=== Task prompt ===
Rewrite every line of the entries below as a JSON list of strings, one string per line, leaving out any blank lines.

=== Raw data ===
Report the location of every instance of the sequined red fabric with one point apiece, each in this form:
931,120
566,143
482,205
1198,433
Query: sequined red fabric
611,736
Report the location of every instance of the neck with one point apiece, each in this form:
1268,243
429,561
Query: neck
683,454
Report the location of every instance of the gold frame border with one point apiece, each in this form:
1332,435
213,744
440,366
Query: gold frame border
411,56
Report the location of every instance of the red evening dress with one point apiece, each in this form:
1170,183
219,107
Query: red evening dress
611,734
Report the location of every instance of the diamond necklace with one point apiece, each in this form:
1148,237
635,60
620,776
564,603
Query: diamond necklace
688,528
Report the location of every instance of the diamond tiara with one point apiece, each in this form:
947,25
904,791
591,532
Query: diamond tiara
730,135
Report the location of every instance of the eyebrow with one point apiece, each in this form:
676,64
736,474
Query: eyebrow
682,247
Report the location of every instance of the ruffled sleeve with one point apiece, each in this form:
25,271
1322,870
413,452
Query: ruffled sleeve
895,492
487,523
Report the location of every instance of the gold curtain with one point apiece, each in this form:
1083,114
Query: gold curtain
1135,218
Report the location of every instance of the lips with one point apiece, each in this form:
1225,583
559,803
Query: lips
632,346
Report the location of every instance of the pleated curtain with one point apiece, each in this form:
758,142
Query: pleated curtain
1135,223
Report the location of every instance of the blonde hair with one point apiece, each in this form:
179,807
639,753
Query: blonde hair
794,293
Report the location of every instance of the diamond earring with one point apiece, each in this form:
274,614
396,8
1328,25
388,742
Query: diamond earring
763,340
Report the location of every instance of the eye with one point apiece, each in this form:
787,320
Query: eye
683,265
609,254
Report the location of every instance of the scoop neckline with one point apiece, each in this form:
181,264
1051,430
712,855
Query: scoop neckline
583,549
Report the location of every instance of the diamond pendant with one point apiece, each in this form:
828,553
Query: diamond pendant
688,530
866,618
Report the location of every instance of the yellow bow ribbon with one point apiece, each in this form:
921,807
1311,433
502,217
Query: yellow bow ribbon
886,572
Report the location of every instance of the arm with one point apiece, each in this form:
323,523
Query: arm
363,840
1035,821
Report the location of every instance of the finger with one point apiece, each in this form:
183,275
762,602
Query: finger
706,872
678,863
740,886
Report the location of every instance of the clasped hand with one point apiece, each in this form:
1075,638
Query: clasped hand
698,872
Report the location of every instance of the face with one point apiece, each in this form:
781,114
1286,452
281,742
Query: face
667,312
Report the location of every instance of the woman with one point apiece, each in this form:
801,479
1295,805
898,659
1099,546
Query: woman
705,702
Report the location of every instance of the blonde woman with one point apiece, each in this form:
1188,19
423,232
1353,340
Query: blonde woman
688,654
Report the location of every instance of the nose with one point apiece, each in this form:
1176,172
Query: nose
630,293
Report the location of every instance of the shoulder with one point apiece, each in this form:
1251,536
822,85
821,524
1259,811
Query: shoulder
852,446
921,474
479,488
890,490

=== Solution to this task ===
[
  "Report the location of every instance of the sequined red fabric with one point apiece, each in this form:",
  "931,120",
  "566,143",
  "482,205",
  "1198,433",
  "Query: sequined red fabric",
  "611,736",
  "Report the location of every instance of the neck with one point apiece, each in this form:",
  "1268,243",
  "429,561",
  "Query: neck",
  "683,454",
  "Report the location of every instance of the gold frame border with one point apiece, each in this form:",
  "1332,435",
  "213,744",
  "440,366",
  "Query: gold frame border",
  "411,56",
  "Report the location of every instance of the red evening dress with one point apiece, each in this form:",
  "1170,183",
  "219,107",
  "Query: red evening dress",
  "611,734",
  "Report the location of every instance of the diamond necklace with one point apiece, each in this form:",
  "1148,237",
  "635,60",
  "620,776",
  "564,603",
  "Query: diamond necklace",
  "688,528",
  "Report the location of every instance of the diamond tiara with one point apiece, each in this form:",
  "947,25",
  "904,791",
  "591,532",
  "Query: diamond tiara",
  "730,135",
  "Report the location of every instance of the eyebrow with one point apiece, each in this form:",
  "676,64",
  "736,474",
  "Query: eyebrow",
  "682,247",
  "Report the location of every instance of the ruffled sleeve with one point apiece, each in this form:",
  "25,271",
  "1322,870",
  "413,452",
  "Query: ruffled sleeve",
  "895,492",
  "487,523",
  "Report the location of every instance of the gold curtain with one point apiece, each in this form:",
  "1083,114",
  "Query: gold curtain",
  "1135,218",
  "Report the location of every instance of the lips with one point apiece, each in this form:",
  "1225,583",
  "559,803",
  "Query: lips",
  "632,346",
  "Report the location of every instance of the pleated curtain with one point apiece, each in this form:",
  "758,142",
  "Query: pleated curtain",
  "1135,223",
  "Report the location of every instance of the blonde hair with one point apiece, each in this form:",
  "179,807",
  "639,753",
  "Query: blonde hair",
  "794,293",
  "Report the location of every instance of the diamond earring with one point apiece, each in this form:",
  "274,614",
  "396,8",
  "1328,25",
  "388,742",
  "Query: diamond earring",
  "763,340",
  "Report the location of every instance of the eye with one point apiece, each in this form:",
  "787,320",
  "Query: eye",
  "683,265",
  "609,254",
  "Report the location of every instance of the scoop neckline with one point apiece, each in this form:",
  "181,264",
  "1051,430",
  "712,855",
  "Query: scoop neckline",
  "583,549",
  "Report the location of every instance of the diamond pendant with one point apiece, each in this form:",
  "828,553",
  "Query: diamond pendant",
  "688,530",
  "866,618",
  "Report the location of every instance of the yellow bow ribbon with one point apiece, each in this form:",
  "921,807",
  "1311,433",
  "502,217",
  "Query: yellow bow ribbon",
  "886,572",
  "Report the location of every instance of the arm with one point apiece, each in this form:",
  "323,523",
  "Query: arm",
  "363,840",
  "1035,821",
  "Report the location of every instance of the finger with one point apiece, each in this form:",
  "183,275",
  "762,602",
  "Query: finger",
  "706,872",
  "678,863",
  "740,886",
  "Report the location of every instance of the clasped hand with one point apiece, each in this form:",
  "1075,638",
  "Query: clasped hand",
  "698,872",
  "Report the location of every instance of the face with one point apiece, each in this form:",
  "781,114",
  "1286,452",
  "281,742",
  "Query: face",
  "667,312",
  "Report the location of every instance of the woman with one point apiece, each in this form:",
  "801,479",
  "1295,805",
  "898,659",
  "1099,546",
  "Query: woman",
  "705,702",
  "Report the location of every instance of the blonde woman with one point apiece, each in this form:",
  "1188,19",
  "423,232",
  "1353,340",
  "Query: blonde woman",
  "688,654",
  "Report the location of every instance of the nose with one point apiece, each in this form:",
  "1176,172",
  "Query: nose",
  "630,293",
  "Report the location of every instance of the shoulder with one point apiece, each in this form:",
  "1251,536",
  "822,85",
  "821,524",
  "1259,811",
  "Query: shoulder",
  "852,446",
  "921,474",
  "479,488",
  "890,490"
]